Expert Discusses AIDS and Rape

Director of AIDS advocacy group expresses concerns over multilateral approach

Unnamed photo
Hayley Margio

Stephen Lewis, co-director of AIDS-Free World, former United Nations special envoy for HIV/AIDS in Africa, and deputy director of UNICEF, discussed the battle against HIV/AIDS last night in Sever Hall.

The international community’s multilateral approach has slowed the fight against the AIDS epidemic, said Stephen H. Lewis, co-director of AIDS-Free World, an international advocacy organization, last night.

In addition, he said, the failure to address sexual violence against women adequately has hastened the spread of HIV.

The talk was hosted by the Harvard Global Health and AIDS Coalition and the Anthropology 1825 Speaker Series in connection with World AIDS Day.

“I’ve always believed in multilateralism,” said Lewis, who is also a former United Nations special envoy for HIV/AIDS in Africa and deputy director of UNICEF. “But some dreadful things have been done through the negligence and inertia of the multilateral system.”

##############################

■ To do
- 1) In the article about Stephen Lewis's talk, which groups hosted the event?
- 2) Continue the article about Stephen Lewis's talk from its final sentence.
The records that follow come from a different source than the article.

##############################

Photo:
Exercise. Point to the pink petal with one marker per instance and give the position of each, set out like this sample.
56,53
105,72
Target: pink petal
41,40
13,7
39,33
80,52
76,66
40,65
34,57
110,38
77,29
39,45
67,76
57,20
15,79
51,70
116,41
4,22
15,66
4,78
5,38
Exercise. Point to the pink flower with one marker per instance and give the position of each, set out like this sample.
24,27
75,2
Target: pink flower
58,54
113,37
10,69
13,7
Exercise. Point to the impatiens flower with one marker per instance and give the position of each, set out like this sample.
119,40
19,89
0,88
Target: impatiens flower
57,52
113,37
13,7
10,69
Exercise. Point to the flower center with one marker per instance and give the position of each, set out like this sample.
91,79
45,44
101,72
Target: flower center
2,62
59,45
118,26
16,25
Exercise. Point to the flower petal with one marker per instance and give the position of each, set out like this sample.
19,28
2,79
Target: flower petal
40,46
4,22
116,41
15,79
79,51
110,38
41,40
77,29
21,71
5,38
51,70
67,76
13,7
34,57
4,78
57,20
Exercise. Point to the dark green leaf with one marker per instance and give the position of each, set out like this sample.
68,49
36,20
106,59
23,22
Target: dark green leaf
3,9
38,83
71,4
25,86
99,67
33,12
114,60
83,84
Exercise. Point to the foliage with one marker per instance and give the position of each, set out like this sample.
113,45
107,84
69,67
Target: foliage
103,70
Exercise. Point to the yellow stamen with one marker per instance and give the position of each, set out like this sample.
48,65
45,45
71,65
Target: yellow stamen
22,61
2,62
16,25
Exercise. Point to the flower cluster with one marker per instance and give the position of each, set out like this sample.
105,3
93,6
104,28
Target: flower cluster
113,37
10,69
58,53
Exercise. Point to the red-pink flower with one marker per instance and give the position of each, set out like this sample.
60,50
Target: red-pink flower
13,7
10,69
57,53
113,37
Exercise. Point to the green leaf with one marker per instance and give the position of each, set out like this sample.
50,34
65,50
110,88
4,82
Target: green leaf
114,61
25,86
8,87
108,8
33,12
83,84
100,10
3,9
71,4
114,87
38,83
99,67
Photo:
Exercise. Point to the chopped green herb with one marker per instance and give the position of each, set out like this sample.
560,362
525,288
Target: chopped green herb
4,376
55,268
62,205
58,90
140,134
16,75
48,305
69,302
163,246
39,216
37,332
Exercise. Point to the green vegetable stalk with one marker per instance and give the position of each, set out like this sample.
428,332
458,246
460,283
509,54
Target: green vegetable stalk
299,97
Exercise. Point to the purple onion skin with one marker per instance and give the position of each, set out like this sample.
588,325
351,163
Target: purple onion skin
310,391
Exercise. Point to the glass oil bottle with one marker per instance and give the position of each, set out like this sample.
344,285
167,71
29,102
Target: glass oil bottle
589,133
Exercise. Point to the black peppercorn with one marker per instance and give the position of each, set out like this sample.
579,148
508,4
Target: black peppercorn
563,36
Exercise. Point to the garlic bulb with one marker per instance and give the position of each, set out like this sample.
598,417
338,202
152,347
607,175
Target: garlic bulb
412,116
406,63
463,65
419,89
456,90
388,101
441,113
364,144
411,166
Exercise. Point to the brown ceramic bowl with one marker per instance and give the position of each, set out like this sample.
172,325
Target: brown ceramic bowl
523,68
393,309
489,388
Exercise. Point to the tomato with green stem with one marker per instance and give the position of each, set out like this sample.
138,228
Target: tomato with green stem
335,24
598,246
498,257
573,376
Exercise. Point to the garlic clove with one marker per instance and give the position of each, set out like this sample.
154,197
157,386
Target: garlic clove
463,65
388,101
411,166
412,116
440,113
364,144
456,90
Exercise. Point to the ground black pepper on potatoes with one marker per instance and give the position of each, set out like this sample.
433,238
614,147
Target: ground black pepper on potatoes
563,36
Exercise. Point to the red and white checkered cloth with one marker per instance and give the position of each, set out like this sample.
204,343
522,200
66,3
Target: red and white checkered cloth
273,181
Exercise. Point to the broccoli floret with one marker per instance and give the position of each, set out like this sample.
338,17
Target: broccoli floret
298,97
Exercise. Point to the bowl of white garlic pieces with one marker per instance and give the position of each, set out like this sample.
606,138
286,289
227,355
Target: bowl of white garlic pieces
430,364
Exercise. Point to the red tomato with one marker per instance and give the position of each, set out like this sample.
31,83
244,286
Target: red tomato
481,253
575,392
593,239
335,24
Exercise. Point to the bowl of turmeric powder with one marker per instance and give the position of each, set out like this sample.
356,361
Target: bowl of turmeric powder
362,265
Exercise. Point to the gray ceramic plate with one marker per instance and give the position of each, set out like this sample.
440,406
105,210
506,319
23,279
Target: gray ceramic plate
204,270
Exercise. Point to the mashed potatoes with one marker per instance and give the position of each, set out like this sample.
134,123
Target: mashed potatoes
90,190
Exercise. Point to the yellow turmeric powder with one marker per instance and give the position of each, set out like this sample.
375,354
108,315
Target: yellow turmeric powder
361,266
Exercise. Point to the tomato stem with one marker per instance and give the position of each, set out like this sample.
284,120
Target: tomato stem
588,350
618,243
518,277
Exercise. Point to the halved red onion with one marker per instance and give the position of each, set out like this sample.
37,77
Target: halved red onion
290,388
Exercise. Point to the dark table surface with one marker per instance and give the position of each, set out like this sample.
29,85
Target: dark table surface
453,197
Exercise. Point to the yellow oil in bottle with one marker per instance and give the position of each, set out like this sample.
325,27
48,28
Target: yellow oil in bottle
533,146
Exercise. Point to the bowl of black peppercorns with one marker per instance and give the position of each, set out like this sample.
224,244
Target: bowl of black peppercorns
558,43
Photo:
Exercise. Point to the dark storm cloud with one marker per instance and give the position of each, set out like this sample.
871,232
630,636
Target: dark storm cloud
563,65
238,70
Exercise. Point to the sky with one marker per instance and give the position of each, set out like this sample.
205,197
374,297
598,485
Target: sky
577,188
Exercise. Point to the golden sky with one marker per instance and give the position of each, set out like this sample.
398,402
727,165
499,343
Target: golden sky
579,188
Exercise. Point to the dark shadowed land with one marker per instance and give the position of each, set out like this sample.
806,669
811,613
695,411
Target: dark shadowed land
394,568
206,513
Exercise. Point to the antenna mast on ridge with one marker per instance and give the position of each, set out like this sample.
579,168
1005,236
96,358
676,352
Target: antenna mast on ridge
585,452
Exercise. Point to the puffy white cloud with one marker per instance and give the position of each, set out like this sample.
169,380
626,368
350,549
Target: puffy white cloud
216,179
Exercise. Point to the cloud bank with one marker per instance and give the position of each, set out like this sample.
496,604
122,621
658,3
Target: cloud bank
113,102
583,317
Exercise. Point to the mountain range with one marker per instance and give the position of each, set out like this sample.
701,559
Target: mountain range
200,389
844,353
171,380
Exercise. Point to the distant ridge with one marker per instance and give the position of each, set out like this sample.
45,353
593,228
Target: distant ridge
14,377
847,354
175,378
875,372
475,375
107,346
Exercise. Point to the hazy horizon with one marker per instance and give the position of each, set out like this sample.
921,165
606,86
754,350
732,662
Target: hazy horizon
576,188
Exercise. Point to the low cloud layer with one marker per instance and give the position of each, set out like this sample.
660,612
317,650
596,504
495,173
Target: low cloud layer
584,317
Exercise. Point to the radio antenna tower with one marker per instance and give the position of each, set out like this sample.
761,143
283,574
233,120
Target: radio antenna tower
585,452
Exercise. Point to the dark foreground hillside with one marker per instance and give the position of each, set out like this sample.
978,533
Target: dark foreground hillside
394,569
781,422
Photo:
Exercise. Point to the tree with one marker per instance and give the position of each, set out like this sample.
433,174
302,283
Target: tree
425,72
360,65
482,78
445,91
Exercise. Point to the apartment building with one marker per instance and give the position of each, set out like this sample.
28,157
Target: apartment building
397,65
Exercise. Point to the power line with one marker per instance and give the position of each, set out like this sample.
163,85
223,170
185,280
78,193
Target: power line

##############################

■ Answer set
- 1) The Harvard Global Health and AIDS Coalition and the Anthropology 1825 Speaker Series hosted it.

- 2)
He cited the World Health Organization’s 3 by 5 Initiative, which many countries criticized, as an example of an intervention that brought out the “damnably rivalrous” nature of international assemblies.

Lewis also spoke of the recent study by Harvard researchers that found that over 300,000 South Africans died between 2000 and 2005 due to the lack of implementation of antiretroviral treatments. He said that he and Dr. Jim Y. Kim, a professor at the Harvard School of Public Health, were the only United Nations officials who criticized the South African government during that period.

“Everyone knew that tens of thousands were dying unnecessarily and there was not a word publicly from the secretary general of the U.N. or the executive director of UNICEF,” Lewis said, adding that he hopes former South African president Thabo Mbeki and his health minister are indicted by the International Court of Justice.

“There are too many graveyards to allow them to live with impunity,” he said.

Although Lewis addressed many aspects of the struggle against AIDS, he said, “The single most important struggle on the planet is the struggle for gender equality.”

“Rape is no longer a weapon of war,” he said. “It is a strategy of war...In my own view there is nothing more grotesque happening in this world at this moment.”

After describing atrocities that are being committed in countries like Liberia and South Africa, he said, “I can’t believe that I’m witnessing this...and the whole world knows and does virtually nothing.”

At the end of his talk, the audience gave Lewis a lengthy standing ovation, and he stayed to answer questions.

“You say you alternate between rage and despair. How do you maintain your sanity?” one audience member asked.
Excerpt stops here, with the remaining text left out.